**Text provided:**
Sixth Sunday of Easter
No Longer Slaves
“You’re not telling me what to do!” How often, during the pandemic we’ve suffered through, have these kinds of thoughts and words been expressed? First it was about masks and restrictions; then it was about getting the vaccine. “I’m American, I have my rights and liberties, you can’t force me.”
I hear these words against Jesus’ statement to his disciples: “I no longer call you slaves, but I call you friends. Slaves do not know what the master is about; but you are friends because I told you everything I heard from my Father.” From ancient Rome to contemporary America, we are all sensitive to being enslaved, to being made to do something. No one is going to tell us what to do!
So many of our readings today speak of love; what a wonderful coincidence for Mothers’ Day. If anyone knows about love, we think, mothers must. But how often mothers feel trapped, enslaved, because of the demands put upon women in general and mothers in particular. They feel caught by the demands of their work and professional lives; they feel caught by the expectations of the household.

**What you will do:**
In the homily, what does Jesus say he now calls his disciples instead of slaves? Rely on the homily alone.

**Dataset extract:**

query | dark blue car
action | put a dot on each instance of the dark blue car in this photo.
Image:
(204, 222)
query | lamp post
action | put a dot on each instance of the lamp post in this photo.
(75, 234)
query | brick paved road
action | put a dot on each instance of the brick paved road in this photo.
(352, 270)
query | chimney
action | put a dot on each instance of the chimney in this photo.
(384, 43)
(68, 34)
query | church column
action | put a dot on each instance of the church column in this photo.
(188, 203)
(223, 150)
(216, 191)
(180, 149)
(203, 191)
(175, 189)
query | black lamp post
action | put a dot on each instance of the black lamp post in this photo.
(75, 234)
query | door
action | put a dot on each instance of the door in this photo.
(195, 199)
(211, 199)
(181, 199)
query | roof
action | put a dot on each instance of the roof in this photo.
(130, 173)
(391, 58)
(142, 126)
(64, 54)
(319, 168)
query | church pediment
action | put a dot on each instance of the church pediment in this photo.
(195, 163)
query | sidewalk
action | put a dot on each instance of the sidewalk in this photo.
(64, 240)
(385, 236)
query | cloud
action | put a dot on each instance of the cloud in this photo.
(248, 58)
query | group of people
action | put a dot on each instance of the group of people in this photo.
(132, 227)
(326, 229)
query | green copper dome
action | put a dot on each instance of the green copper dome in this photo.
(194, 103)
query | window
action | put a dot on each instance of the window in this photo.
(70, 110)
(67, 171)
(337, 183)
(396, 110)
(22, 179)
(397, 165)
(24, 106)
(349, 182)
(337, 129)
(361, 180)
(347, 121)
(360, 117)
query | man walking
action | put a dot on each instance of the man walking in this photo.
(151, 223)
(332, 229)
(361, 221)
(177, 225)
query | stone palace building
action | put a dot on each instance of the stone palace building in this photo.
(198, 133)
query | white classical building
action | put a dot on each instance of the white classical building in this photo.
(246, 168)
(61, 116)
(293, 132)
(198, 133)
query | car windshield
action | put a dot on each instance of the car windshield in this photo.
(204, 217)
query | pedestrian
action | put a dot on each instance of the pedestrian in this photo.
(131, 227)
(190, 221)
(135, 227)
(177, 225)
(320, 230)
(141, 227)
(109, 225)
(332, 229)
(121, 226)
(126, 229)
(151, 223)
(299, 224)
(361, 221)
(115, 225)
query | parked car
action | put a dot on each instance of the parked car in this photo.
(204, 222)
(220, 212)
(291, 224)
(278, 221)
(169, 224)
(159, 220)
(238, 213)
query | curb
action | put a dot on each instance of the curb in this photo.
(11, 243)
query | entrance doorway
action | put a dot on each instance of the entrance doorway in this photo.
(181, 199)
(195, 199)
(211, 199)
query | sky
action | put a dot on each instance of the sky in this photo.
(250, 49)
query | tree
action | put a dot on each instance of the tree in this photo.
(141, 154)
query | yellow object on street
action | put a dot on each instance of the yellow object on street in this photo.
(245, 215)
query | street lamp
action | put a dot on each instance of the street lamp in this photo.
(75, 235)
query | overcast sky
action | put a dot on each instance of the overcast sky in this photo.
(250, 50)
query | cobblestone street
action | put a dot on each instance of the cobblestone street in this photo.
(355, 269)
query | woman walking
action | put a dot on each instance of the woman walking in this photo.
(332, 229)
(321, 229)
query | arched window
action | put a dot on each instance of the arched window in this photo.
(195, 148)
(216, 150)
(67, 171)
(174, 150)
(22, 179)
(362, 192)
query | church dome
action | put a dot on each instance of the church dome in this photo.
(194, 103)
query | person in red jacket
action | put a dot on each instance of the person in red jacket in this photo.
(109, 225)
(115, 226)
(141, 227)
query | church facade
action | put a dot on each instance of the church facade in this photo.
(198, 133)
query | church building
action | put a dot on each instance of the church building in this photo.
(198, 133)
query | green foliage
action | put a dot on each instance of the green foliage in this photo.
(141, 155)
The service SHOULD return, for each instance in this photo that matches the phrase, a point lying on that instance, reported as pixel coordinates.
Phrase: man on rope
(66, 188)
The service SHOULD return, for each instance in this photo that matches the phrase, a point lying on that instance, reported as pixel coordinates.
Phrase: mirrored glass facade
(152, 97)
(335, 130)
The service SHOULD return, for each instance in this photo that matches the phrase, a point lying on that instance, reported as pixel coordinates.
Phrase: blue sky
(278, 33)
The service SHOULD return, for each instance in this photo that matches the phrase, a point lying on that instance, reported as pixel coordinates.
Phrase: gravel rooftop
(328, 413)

**Solution to this exercise:**
Friends.